**Text provided**
In the gasoline complex, demand for motor fuel rebounded 8.5% from the previous week to 9.2 million bpd -- the second highest weekly rate this year, easing some concern over demand destruction. Gasoline stockpiles also fell by a larger-than-expected 3.3 million bbl to 225.1 million bbl last week and are now about 4% below the five-year average.
The headline event Wednesday was the decision by the Federal Reserve to raise interest rates by another 75 basis points, in line with market expectations, with the central bank having now lifted the federal funds rate 1.5% over the past six weeks to a 2.25% by 2.5% target range.
While addressing the likelihood of another large rate hike, Fed Chairman Jerome Powell responded that the central bank would remain dependent on the data, adding that he doesn't believe the U.S. economy is in recession.
"Too many sectors of the economy are doing extraordinary well," said the Fed chief.
The current outlook for the U.S. economy remains complicated, with the labor market extraordinarily tight with job openings exceeding the number of hirings by a wide margin. In June, U.S. economy added 372,000 new jobs and the national unemployment rate held near a five-decade low. That is particularly puzzling given the negative economic growth seen over the first quarter followed by what is likely to be a soft expansion in the second quarter. Fed's Powell said during his news conference that while data shows initial jobless claims have increased, the greater number of filings could be due to seasonal adjustment issues.
U.S. Bureau of Economic Analysis will release the first estimate for second quarter U.S. gross domestic product on Thursday, with median consensus calling for a 0.5% expansion. Should GDP data miss the mark with a negative reading this will mean the U.S. economy is in recession, defined by two consecutive quarters with negative growth.

**Objective 1**
Return, word for word, the part of the fuel demand and Fed rate passage that opens with the words containing "In the gasoline" and closes with "is in recession.".
**Objective 2**
Carry the fuel demand and Fed rate passage forward, writing what comes after its final sentence.
The rows are unrelated to the fuel demand and Fed rate passage.

Records of labeled shapes:
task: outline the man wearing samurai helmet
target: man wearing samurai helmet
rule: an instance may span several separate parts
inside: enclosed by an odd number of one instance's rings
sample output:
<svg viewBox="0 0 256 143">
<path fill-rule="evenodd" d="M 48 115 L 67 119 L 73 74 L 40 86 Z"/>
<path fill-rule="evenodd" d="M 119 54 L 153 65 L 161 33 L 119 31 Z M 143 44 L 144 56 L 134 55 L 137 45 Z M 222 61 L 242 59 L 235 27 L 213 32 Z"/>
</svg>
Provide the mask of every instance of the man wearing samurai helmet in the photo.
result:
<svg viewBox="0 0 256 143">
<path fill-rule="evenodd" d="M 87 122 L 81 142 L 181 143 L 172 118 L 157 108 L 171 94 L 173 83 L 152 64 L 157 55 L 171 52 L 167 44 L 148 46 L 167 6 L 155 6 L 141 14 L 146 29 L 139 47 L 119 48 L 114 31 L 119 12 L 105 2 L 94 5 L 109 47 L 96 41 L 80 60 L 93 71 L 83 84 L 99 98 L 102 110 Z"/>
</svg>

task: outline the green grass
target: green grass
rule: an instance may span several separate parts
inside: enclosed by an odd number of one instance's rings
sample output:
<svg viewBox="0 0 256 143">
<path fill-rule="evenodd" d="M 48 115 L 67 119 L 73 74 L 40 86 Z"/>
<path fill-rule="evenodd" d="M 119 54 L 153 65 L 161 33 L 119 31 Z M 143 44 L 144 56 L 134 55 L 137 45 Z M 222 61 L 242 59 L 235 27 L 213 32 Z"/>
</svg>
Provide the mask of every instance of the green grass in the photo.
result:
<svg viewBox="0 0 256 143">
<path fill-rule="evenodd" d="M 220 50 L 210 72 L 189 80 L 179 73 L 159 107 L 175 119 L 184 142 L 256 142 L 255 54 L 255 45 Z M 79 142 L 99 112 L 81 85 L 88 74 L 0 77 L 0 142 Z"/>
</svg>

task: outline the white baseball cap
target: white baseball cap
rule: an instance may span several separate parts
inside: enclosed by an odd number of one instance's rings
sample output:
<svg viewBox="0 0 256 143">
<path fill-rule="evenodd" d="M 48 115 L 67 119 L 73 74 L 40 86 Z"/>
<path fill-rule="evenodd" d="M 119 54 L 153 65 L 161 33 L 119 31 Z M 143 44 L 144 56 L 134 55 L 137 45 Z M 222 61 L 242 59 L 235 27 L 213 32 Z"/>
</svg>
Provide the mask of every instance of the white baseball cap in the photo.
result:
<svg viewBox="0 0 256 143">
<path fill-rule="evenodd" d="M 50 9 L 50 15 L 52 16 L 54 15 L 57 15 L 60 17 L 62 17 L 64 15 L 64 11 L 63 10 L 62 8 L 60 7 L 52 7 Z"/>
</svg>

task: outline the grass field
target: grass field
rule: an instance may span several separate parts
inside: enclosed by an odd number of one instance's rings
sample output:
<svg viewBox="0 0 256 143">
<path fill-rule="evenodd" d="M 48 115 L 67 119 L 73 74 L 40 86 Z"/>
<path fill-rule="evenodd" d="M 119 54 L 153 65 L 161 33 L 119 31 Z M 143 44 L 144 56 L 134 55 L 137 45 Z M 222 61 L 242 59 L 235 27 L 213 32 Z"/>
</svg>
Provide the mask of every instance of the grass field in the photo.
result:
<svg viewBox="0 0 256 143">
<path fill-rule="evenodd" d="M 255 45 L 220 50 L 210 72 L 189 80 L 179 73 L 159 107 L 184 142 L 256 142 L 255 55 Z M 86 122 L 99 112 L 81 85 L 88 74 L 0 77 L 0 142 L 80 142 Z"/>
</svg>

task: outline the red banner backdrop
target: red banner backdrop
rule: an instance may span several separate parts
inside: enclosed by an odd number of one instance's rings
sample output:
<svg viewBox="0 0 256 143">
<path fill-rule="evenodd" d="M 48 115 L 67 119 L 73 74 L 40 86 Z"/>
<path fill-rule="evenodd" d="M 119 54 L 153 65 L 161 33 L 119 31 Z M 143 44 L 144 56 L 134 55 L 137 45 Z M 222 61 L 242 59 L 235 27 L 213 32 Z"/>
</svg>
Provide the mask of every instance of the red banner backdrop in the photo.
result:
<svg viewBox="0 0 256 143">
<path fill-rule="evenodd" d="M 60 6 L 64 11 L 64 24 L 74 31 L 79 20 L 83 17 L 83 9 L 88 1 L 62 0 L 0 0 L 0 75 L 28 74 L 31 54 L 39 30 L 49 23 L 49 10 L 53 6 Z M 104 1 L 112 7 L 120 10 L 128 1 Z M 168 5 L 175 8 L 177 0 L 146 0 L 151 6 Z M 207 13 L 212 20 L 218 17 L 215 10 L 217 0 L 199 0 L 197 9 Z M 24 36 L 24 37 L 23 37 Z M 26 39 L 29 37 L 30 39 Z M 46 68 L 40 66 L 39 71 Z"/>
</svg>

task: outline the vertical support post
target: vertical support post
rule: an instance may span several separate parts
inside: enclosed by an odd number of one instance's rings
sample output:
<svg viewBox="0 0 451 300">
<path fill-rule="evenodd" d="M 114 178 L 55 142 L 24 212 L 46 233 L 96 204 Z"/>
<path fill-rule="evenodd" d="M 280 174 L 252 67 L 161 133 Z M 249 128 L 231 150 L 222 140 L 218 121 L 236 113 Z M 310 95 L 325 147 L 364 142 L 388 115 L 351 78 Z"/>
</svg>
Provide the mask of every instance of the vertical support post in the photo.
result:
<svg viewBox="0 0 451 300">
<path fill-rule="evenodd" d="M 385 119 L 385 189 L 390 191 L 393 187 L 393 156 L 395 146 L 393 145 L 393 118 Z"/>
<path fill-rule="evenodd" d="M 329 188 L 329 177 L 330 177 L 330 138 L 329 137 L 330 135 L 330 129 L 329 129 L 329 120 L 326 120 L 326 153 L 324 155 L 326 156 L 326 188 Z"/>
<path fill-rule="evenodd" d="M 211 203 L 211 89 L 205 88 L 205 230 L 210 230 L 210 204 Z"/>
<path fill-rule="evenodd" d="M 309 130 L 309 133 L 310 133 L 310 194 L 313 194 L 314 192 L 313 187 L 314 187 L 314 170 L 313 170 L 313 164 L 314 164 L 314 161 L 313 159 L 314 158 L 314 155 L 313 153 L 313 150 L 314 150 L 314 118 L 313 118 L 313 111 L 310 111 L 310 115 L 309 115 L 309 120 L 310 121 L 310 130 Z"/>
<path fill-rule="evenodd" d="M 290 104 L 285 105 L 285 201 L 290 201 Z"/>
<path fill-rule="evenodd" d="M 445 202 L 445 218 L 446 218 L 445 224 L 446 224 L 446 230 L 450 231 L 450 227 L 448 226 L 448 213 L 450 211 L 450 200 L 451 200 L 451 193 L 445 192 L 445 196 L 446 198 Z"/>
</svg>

**Written answer 1**
In the gasoline complex, demand for motor fuel rebounded 8.5% from the previous week to 9.2 million bpd -- the second highest weekly rate this year, easing some concern over demand destruction. Gasoline stockpiles also fell by a larger-than-expected 3.3 million bbl to 225.1 million bbl last week and are now about 4% below the five-year average.
The headline event Wednesday was the decision by the Federal Reserve to raise interest rates by another 75 basis points, in line with market expectations, with the central bank having now lifted the federal funds rate 1.5% over the past six weeks to a 2.25% by 2.5% target range.
While addressing the likelihood of another large rate hike, Fed Chairman Jerome Powell responded that the central bank would remain dependent on the data, adding that he doesn't believe the U.S. economy is in recession.

**Written answer 2**
In Europe, persistent concerns over the shipments of Russian gas continue to support natural gas prices after Gazprom cut its gas shipments on the key Nord Stream 1 pipeline to just 20% of the total capacity. According to a statement from Italian ENI S.p.A., actual gas deliveries from Gazprom fell to 27 million cubic meters on Wednesday, down from the 33 million cubic meters that were expected. It is now increasingly likely the European Union will face an intense gas shortage this winter that could lead to gas rationing, according to analysts. If Nord Stream 1 gas flows are cut off completely, and if winter is colder than usual, Europe's gas storage may run out by the end of February, according to energy consultant Wood Mackenzie Ltd.
At settlement, NYMEX September West Texas Intermediate futures climbed $2.28 to $97.26 bbl, with ICE September Brent rallying $2.22 to $106.62 bbl. NYMEX August RBOB futures jumped 7.38 cents to $3.4288 gallon, and August ULSD futures registered a 13.34 cents gain to $3.7173 gallon.